Consigne:
Dans l'entretien sur la série « Emergences », de quoi est faite la collection de fragments que l'artiste a conservée ?

── Extrait choisi ──

Crevice 2 par Sharon Brill

Pouvez-vous nous en dire plus sur votre dernière série « Emergences » ?

La création de cette série est inspirée de la combinaison de plusieurs choses : des formes des pierres et les façonnements des sols que j’ai assimilés grâce à l’observation de paysages marins et de dessins que j’ai réalisés dans le désert. D’une collection de fragments de porcelaine, œuvres qui se sont brisées à différents stades d’un procédé créatif et que j’ai conservées, et à la fois de la recherche d’un moyen de capturer le mouvement dans mes sculptures de manière condensée, et plus précisément dosée. Comme des occurrences latentes, ces éléments ont prospéré chez moi pendant un temps jusqu’à éclore et prendre forme.

A propos de cette série, vous déclariez : « Je recherche ce qui est caché dans la profondeur de la forme, au-delà du visible ». Telle que cette affirmation peut le laisse entendre, il y a-t-il une dimension métaphysique dans votre recherche ?

Il y a double sens à cette phrase : elle décrit d’abord la manière dont je travaille puisque je creuse un agglomérat de matière recomposé à partir de blocs, et je transforme la forme en ouvrant les couches externes de la matière qui constituent le périmètre à partir duquel des formes cachées se révèlent dans la profondeur de l’objet. Le processus advient essentiellement de manière intuitive et requiert une attention complète et une présence à l’objet. En considérant mon travail et mon contexte de vie, je comprends le sens métaphorique de cette recherche « en profondeur, au-delà du visible ». A partir de cette observation, j’ai pris conscience des connections qui s’opèrent dans mon subconscient et de la quête intérieure à laquelle je me livre mentalement. Elles prennent une expression dans la matière ; en ce sens, la recherche est métaphysique.

Inspirations de la série Emergences – Sharon Brill

Bien qu’abstrait, votre travail évoque le monde naturel. Pourriez-vous commencer par nous en dire plus sur votre propre relation à la Nature ? Comment vous inspire-t-elle ? Comment votre environnement direct influence-t-il votre travail ?

───
── Entrées listées ──

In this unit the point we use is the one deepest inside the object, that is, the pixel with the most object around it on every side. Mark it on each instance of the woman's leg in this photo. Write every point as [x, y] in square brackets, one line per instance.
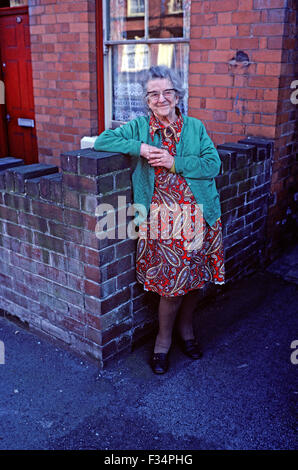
[185, 318]
[168, 308]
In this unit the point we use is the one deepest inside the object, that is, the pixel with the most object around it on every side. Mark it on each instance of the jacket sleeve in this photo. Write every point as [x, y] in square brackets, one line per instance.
[120, 140]
[205, 165]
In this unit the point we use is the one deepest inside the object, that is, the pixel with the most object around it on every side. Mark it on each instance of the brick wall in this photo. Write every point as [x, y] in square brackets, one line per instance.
[63, 47]
[237, 99]
[60, 280]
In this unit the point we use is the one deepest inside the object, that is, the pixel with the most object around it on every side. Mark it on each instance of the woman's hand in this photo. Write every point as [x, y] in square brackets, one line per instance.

───

Réponse complète:
De fragments de porcelaine, des œuvres qui se sont brisées à différents stades d'un procédé créatif.